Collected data
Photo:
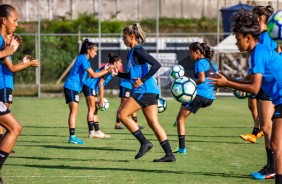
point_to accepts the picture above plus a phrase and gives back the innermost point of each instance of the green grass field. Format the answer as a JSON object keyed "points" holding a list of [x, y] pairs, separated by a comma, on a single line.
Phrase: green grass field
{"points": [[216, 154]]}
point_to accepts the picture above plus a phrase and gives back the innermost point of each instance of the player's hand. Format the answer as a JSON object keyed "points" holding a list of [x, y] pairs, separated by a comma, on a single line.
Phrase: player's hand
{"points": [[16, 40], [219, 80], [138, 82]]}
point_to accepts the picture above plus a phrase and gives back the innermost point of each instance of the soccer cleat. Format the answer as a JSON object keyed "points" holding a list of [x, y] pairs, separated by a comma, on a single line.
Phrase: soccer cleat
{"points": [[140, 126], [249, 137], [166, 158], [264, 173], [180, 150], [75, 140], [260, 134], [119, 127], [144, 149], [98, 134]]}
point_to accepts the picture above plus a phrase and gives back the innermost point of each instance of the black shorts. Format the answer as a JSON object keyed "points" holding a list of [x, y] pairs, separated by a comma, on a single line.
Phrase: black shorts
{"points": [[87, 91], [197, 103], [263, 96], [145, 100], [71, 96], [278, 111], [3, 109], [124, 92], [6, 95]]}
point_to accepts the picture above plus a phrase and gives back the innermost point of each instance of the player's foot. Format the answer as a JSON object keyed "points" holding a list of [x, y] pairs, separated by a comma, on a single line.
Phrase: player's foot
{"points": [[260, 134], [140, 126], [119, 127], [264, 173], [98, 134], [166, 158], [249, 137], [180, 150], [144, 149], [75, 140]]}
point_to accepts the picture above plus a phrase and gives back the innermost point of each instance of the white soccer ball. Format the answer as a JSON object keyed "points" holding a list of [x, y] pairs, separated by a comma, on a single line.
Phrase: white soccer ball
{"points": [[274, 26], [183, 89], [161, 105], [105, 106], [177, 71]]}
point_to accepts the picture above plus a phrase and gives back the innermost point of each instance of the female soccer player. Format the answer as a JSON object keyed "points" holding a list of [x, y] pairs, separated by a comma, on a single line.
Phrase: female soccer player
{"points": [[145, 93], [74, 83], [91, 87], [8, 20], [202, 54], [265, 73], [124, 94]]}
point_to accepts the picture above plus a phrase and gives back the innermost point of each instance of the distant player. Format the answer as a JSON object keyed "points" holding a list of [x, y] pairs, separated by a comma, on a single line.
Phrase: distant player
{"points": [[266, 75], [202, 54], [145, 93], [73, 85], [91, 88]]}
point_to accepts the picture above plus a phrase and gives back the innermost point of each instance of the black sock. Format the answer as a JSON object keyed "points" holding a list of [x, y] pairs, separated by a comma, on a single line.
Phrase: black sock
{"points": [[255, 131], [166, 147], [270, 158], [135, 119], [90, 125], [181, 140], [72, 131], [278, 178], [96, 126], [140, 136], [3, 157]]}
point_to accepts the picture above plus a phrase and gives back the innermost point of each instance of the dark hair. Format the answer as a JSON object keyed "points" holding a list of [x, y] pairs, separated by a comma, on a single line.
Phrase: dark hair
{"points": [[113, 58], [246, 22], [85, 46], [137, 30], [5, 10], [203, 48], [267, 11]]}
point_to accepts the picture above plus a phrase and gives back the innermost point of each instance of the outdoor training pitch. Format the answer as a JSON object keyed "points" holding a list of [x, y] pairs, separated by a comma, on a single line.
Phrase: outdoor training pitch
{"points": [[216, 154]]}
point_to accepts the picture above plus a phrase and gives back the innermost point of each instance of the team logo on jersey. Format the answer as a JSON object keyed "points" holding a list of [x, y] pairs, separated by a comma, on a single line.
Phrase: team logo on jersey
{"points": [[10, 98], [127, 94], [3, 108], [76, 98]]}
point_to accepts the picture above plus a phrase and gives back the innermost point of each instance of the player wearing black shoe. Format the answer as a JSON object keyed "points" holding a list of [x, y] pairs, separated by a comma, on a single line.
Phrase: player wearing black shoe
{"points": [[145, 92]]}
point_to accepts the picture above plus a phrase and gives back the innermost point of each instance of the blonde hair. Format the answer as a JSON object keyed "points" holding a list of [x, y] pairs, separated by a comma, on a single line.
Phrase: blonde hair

### EXERCISE DIRECTIONS
Repeat word for word every line from the one containing "the player wearing" through the final line of the records, including both.

### RESULT OF THIS EXERCISE
point_to accepts the picture above plus a phrase and gives back the innermost point of each instance of the player wearing black shoe. Format the answer as a JSON object keyed "points" holding a list of [x, y] pairs, separated by a comma, on a single line.
Phrase: player wearing black shoe
{"points": [[145, 92]]}
point_to accepts the picture above plus a phrase and gives back the innermost point of each instance of the blonde hair. Format the answer as a JSON object keyed "points" holding a list of [x, y] pairs, separated by a comma, on a single line.
Phrase: blonde hair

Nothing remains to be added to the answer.